Reproduce all entries precisely, down to the last character.

------ Material for the task ------

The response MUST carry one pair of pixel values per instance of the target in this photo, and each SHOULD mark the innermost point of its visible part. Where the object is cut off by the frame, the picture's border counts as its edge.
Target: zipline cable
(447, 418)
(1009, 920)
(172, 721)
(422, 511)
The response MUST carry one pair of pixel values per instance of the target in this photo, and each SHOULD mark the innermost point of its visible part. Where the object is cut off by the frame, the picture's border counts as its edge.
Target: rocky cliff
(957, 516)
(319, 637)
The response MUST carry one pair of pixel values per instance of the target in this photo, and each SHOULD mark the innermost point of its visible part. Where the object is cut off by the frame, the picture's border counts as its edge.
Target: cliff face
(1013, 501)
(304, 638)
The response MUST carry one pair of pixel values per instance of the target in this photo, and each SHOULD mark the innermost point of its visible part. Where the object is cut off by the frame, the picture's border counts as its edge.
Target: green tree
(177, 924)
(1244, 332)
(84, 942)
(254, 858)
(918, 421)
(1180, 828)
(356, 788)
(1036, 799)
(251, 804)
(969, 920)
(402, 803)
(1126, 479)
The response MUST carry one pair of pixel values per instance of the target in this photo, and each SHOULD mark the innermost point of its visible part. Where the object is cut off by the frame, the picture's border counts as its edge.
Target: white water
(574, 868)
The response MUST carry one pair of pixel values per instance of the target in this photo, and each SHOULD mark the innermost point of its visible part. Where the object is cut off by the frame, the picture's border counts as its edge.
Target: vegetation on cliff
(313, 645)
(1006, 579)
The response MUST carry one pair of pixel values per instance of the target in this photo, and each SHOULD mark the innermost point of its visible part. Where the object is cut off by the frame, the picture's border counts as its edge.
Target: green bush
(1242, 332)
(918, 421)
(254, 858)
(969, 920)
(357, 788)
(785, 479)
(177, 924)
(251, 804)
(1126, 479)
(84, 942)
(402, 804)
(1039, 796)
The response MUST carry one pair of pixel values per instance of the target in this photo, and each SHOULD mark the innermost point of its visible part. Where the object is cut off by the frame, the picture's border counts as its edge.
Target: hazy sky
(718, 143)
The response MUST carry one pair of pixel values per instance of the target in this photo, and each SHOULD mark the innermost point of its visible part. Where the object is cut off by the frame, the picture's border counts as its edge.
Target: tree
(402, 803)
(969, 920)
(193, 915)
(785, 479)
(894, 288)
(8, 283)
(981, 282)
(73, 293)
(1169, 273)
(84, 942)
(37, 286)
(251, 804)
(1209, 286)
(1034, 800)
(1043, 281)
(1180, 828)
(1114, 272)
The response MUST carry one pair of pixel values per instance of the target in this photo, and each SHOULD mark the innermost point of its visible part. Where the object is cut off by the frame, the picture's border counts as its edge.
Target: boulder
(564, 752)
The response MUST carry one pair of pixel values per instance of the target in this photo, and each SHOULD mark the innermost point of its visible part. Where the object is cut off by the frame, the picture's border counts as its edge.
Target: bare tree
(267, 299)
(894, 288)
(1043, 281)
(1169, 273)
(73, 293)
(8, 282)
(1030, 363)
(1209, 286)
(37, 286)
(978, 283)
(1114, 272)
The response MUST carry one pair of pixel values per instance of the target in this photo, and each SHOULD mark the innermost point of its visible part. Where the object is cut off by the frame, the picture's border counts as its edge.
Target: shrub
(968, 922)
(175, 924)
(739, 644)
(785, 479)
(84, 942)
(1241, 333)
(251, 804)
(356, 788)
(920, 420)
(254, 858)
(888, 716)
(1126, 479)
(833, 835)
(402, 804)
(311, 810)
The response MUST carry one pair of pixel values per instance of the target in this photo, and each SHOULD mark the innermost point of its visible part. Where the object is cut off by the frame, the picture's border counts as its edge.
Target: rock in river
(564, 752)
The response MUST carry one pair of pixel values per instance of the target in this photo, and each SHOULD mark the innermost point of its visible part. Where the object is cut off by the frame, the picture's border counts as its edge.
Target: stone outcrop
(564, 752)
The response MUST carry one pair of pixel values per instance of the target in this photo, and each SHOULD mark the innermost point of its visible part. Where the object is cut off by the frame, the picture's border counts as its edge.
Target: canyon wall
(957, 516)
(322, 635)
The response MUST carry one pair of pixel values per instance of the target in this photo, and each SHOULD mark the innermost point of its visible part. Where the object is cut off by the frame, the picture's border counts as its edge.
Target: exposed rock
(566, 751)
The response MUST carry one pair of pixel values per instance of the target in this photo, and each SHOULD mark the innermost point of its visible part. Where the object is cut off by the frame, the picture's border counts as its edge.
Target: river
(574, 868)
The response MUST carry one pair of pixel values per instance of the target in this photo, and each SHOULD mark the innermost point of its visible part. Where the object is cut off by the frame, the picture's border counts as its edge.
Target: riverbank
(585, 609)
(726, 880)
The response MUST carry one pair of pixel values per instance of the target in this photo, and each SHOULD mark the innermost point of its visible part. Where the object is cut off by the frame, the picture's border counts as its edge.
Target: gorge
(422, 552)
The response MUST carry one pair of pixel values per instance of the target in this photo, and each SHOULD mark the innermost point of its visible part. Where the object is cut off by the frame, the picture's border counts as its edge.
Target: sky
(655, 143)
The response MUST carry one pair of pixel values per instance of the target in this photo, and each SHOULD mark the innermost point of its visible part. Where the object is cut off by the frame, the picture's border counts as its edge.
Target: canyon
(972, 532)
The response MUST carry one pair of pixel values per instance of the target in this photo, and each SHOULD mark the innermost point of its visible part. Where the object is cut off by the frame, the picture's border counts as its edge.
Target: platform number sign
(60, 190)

------

### [Result below]
The response MUST carry one pair of pixel values per instance of the target in this photo, and each SHOULD mark the innermost point of its visible part. Where the object is cut off by the frame, the picture's border counts as its edge.
Target: zipline cable
(447, 418)
(1009, 920)
(172, 721)
(422, 511)
The response MUST carry one pair of pixel values per instance of the target in this photo, and each SHOULD mark the innermost point of its visible part. Where the object is cut off by the frame, the picture's border counts as its edge.
Target: rocky cliff
(957, 516)
(319, 637)
The response MUST carry one pair of pixel values per instance of the target in this photo, and each SHOULD mark the innermost point of its visible part. Where the object is cut off by the frame, the picture's border counts as its edge.
Target: cliff face
(1013, 501)
(304, 638)
The response MUST carry one pair of pixel values per instance of the target in this photo, and each SHOULD mark the innermost point of its visible part. Where the object is cut off by the frame, the picture's border counts as its edge.
Target: green tree
(177, 924)
(1244, 332)
(84, 942)
(254, 858)
(918, 421)
(1180, 828)
(356, 788)
(1036, 799)
(251, 804)
(969, 920)
(402, 803)
(1126, 479)
The response MUST carry one pair of pixel values per instance of the target in this photo, and each SHOULD mark the innermost point of its visible part. Where the object is cut off by the frame, the picture's border counts as its edge.
Target: white water
(574, 868)
The response MUST carry one pair of pixel values per instance of the target in this photo, and each SHOULD mark the innermost point of its visible part. Where the object is cut off by the frame, the picture's border counts as its edge.
Target: vegetation on cliff
(313, 645)
(1006, 579)
The response MUST carry one pair of pixel values per instance of the target in this photo, and each SHOULD mark the innermost point of its visible part. Where the object is cut off by the frame, the picture's border counts as its edge.
Target: green bush
(1242, 332)
(918, 421)
(254, 858)
(969, 920)
(357, 788)
(785, 479)
(177, 924)
(251, 804)
(1126, 479)
(84, 942)
(402, 804)
(1039, 796)
The response MUST carry one pair of pixel values per instance of the target in this photo, and each SHOULD mark the innermost point of its visible part. Where the object is cut off by the frame, the picture's border counts as its edge.
Target: hazy sky
(718, 143)
The response MUST carry one pair of pixel values per instance of the target in this photo, and each SHOULD mark the innermost point of its visible part. Where the object is cut off by the frame, the picture's border counts as its edge.
Target: tree
(402, 803)
(969, 920)
(193, 915)
(785, 479)
(894, 288)
(8, 283)
(981, 282)
(73, 293)
(1169, 273)
(84, 942)
(37, 286)
(251, 804)
(1209, 286)
(1034, 800)
(1043, 281)
(1180, 828)
(1114, 272)
The response MUST carry one pair of pixel values per instance of the target in this photo, and each SHOULD mark the innermost point of its visible part. Where the object is cut off by the frame, the picture's border counts as its edge.
Target: boulder
(564, 752)
The response MUST carry one pair of pixel values per instance of the target in this photo, and each SHOULD mark the innermost point of its visible part. Where the object is cut off by the frame, the picture's border counts as its edge.
Target: bare tree
(267, 299)
(894, 288)
(1043, 281)
(1169, 273)
(73, 293)
(8, 282)
(1030, 363)
(1209, 286)
(37, 286)
(978, 283)
(1114, 272)
The response MUST carry one pair of pixel values per instance of the target in this photo, and each SHOULD mark the innermost point of its visible part. Where the object is cut off by the frame, the picture's border counts as its edge.
Target: shrub
(968, 922)
(175, 924)
(739, 644)
(785, 479)
(84, 942)
(1241, 333)
(251, 804)
(356, 788)
(920, 420)
(254, 858)
(888, 716)
(1126, 479)
(833, 835)
(402, 804)
(311, 810)
The response MUST carry one pair of pixel values per instance of the target in this photo, and each SHOULD mark the innermost point of its visible part. Where the object is cut off by the frame, the picture's border counts as its edge.
Target: rock in river
(564, 752)
The response MUST carry one pair of pixel values per instance of the target in this photo, and each SHOULD mark the innermost point of its visible part. Where the object is cut off by the frame, the picture's border counts as its edge.
Target: stone outcrop
(564, 752)
The response MUST carry one pair of pixel values per instance of the target in this photo, and each SHOULD mark the innermost point of its visible part. Where the object is cut off by the frame, the picture's border counts as its edge.
Target: canyon wall
(957, 516)
(322, 635)
The response MUST carry one pair of pixel values per instance of the target in this photo, and each SHOULD mark the innermost point of its visible part. Where the object is cut off by the frame, the picture's border counts as its edge.
Target: exposed rock
(566, 751)
The response MUST carry one pair of pixel values per instance of the target in this photo, and each SHOULD mark the innermost point of its visible part. Where the object is cut off by the frame, the picture's border counts as its edge.
Target: river
(574, 868)
The response MUST carry one pair of pixel values per instance of the target in this photo, and each SHOULD mark the innermost point of its visible part. Where the object is cut off by the frame, the picture's border counts as its edge.
Target: riverbank
(585, 609)
(726, 880)
The response MUST carry one pair of pixel values per instance of the target in this photo, and each SHOULD mark the innermost point of its visible part. Where the object is cut off by the frame, the picture's border counts as its edge.
Target: gorge
(422, 552)
The response MUST carry one pair of pixel values per instance of the target in this photo, and each SHOULD mark the innermost point of its visible part. Where the object is cut off by the frame, the picture's border counts as its edge.
Target: sky
(655, 143)
The response MUST carry one pair of pixel values per instance of the target in this photo, and each SHOULD mark the innermost point of its visible part. Where the object is cut off by the frame, the picture's border counts as its edge.
Target: canyon
(972, 532)
The response MUST carry one pair of pixel values per instance of the target in this photo, and each SHOULD mark the innermost point of its visible part. Where the object is cut off by the frame, the picture's border counts as its edge.
Target: platform number sign
(60, 190)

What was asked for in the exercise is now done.